> [WHAT IS NEEDED]: Continue the passage below on the ACT government's record on light rail and public transport, starting right after its last sentence.

==== EXTRACT PROVIDED ====

Public transport is an area where the people of the ACT would have expected that the Labor-Greens alliance would deliver something. The Greens certainly talk the talk about public transport. They certainly talk about it, but I think they are realising that they are going to be now held to account for the fact that over the last three years they have achieved very little, if anything, when it comes to public transport.

That brings us of course to the question of light rail. I will get into the details of the motion shortly but we do need to look at the Labor Party’s record on this. It is probably no surprise that Ms Bresnan, I think rightly, complains about the lack of action, although I do ask the question again about the Greens: where have they been for the last three years? Why have they not been enforcing action on this issue? But we should not be surprised that there has not been action—because we have seen this before. How do I know that? I only have to go back to 2001. Jon Stanhope in 2001, 10 years ago, said, “We will conduct a feasibility study into light rail and conduct public consultation on the findings.” So just before the 2001 election Labor promised light rail. Not to be outdone, Jon Stanhope came back in 2008, just before the ACT election, funnily enough, and said:

I am extremely pleased to be able to announce that the ACT government is moving ahead with its exploration of light rail …

Seven years later, nothing had been done. And then of course in the lead-up to the 2012 election we are going to get the government saying, “We would like to do something on light rail.”

==== RECORDS PROVIDED ====

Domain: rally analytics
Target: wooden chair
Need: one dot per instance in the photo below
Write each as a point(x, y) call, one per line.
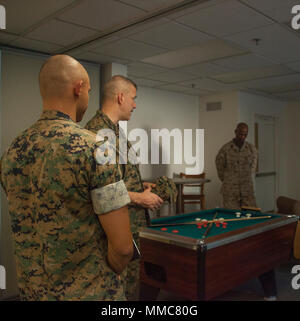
point(198, 198)
point(287, 205)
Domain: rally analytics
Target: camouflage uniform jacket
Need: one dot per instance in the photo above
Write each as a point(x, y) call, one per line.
point(235, 168)
point(130, 172)
point(54, 188)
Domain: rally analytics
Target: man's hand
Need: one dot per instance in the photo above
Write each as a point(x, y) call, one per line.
point(147, 185)
point(146, 199)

====

> [RESULT]:
There is a pattern emerging here, and it is one thing maybe to be fooled once or to be fooled twice, but to be fooled three times by these Labor Party promises I think is beyond the pale, and I do not think there would be many people in the community who will believe anything that the Labor Party say on light rail in the lead-up to the 2012 election. They have not taken action in this area, and I think that is unfortunate. I think that is a missed opportunity.

Let us look at what they claim to have done or what they have been doing. There was a $200,000 PWC report commissioned by the ACT government and it found that a 54-kilometre network that would extend to Belconnen, Tuggeranong, Gungahlin, Kingston, Manuka and Civic would cost approximately $2 billion. The report found that the project had a cost-benefit ratio of 1.62 and indicated that the environmental and congestion relief benefits may not justify the cost of light rail. The report formed part of the ACT government’s unsuccessful bid to Infrastructure Australia.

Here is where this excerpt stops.